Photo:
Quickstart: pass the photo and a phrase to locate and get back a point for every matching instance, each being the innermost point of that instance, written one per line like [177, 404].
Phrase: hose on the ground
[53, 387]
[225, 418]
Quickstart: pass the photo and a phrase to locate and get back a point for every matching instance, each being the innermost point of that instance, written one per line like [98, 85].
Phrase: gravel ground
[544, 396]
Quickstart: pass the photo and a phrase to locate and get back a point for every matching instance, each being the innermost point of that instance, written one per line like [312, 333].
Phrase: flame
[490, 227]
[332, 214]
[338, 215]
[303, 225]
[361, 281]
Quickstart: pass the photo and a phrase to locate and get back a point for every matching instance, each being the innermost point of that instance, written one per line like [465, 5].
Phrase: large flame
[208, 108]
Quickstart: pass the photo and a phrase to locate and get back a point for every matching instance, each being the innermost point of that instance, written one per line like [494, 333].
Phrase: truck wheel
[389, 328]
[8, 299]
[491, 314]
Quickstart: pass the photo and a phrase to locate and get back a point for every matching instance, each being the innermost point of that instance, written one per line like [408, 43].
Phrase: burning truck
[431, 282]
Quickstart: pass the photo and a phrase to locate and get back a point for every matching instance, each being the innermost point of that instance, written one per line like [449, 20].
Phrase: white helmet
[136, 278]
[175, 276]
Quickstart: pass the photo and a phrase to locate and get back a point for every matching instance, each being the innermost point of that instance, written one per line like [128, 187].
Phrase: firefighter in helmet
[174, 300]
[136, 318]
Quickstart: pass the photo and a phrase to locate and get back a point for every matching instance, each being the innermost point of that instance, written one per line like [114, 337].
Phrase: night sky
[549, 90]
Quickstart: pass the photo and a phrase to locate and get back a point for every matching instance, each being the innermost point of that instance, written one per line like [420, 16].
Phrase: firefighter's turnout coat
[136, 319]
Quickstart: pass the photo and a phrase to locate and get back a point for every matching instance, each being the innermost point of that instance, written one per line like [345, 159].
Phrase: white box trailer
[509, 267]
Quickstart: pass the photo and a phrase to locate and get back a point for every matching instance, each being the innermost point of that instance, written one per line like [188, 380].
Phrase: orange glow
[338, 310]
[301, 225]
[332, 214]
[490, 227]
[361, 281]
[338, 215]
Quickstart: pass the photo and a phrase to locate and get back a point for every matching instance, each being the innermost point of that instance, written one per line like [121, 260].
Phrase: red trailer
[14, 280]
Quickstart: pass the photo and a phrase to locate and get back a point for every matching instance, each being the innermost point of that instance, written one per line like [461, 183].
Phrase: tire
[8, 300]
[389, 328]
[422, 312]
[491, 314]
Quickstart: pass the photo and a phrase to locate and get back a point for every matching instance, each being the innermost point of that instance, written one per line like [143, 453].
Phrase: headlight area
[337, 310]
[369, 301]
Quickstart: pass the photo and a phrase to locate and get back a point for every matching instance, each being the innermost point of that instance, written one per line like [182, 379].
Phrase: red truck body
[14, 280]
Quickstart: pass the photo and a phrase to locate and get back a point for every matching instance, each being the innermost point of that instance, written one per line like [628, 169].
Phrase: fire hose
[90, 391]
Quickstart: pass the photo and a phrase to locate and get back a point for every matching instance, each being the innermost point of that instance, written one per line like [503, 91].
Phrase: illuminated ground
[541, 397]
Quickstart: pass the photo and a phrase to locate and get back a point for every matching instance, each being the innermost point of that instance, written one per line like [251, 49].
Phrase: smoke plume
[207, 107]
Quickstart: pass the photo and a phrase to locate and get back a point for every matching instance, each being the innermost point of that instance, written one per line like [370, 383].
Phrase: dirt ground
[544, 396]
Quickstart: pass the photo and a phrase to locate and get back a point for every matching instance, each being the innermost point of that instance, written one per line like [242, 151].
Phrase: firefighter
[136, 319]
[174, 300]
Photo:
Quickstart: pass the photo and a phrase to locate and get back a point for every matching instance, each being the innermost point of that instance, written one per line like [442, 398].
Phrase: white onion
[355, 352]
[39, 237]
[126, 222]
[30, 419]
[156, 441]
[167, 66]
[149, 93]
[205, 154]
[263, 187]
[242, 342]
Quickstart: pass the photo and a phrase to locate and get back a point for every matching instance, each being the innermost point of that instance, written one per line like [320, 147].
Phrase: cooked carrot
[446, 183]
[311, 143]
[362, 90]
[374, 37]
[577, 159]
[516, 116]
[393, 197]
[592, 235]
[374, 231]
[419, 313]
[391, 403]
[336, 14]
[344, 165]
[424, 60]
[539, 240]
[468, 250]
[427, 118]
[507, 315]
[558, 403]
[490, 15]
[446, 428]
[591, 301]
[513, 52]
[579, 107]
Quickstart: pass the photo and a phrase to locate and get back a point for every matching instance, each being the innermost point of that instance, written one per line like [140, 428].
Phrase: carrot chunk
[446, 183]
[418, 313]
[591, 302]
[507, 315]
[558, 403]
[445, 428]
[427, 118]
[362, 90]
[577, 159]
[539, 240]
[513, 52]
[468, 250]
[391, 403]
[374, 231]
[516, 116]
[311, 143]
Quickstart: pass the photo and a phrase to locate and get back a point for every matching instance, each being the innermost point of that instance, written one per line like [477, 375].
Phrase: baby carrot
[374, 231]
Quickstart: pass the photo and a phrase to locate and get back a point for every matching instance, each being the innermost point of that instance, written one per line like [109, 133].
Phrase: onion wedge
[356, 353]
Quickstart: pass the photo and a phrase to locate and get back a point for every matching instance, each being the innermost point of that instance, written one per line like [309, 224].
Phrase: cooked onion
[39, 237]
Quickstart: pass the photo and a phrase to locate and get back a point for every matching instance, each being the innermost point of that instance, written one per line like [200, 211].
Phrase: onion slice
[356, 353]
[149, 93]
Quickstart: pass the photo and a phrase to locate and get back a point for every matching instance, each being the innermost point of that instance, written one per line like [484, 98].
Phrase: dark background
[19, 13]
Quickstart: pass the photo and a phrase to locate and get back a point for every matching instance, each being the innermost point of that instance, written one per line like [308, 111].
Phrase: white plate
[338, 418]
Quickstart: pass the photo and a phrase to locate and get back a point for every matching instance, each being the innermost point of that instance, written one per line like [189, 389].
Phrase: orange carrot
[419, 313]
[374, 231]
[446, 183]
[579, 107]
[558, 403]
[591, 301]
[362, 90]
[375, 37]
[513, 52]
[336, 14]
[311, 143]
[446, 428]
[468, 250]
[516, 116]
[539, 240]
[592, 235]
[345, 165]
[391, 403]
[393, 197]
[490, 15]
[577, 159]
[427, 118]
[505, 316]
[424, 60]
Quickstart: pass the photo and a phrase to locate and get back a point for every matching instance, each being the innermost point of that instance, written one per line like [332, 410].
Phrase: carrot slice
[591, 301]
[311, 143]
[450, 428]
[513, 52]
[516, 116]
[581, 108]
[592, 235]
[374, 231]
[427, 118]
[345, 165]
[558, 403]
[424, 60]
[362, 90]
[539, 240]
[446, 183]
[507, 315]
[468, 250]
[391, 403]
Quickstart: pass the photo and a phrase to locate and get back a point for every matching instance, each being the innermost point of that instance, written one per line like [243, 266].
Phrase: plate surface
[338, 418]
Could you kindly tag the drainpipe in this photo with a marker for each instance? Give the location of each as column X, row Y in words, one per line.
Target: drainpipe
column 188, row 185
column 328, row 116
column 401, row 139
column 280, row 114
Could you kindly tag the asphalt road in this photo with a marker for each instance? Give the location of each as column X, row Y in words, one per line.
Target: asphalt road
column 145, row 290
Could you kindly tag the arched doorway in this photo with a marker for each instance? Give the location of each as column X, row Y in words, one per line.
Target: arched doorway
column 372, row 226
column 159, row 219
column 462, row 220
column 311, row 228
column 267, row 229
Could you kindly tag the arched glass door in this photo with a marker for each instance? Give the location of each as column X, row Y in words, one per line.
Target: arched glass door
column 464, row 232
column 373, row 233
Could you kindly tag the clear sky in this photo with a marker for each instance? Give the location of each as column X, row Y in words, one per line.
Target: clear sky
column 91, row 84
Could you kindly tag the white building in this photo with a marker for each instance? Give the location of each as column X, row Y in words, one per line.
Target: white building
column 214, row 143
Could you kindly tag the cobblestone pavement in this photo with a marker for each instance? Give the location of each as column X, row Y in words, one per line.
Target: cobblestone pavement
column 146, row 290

Aim of the exercise:
Would you retype exactly the lines above, from the line with "like [182, 379]." to the line with "like [242, 151].", with both end lines kept and nothing more?

Written solution:
Quickstart: pass the photo and a phrase to locate and get back a point for every matching instance, each being the innermost point of that instance, written one per line like [182, 379].
Phrase: red truck body
[14, 280]
Quickstart: pass the photo and a phrase to locate and get back a point for every matching instance, each being the innermost point of that instance, written one per line like [628, 169].
Phrase: fire hose
[90, 391]
Quickstart: pass the photo and a phrase to locate and get back a point for every matching instance, each being the innermost point of that instance, written one per line like [503, 91].
Phrase: illuminated ground
[541, 397]
Quickstart: pass the photo and a phrase to locate and get back a point for every matching instance, each being the innermost point of that instance, written one per line like [251, 49].
Phrase: smoke plume
[207, 107]
Quickstart: pass the photo and a phrase to locate and get back a point for every matching instance, each being the innermost point of that instance, written one per line like [370, 383].
Phrase: dirt ground
[544, 396]
Quickstart: pass the photo and a phrase to locate and get back a point for every matching instance, each being the innermost point of that instance, written one per line like [242, 151].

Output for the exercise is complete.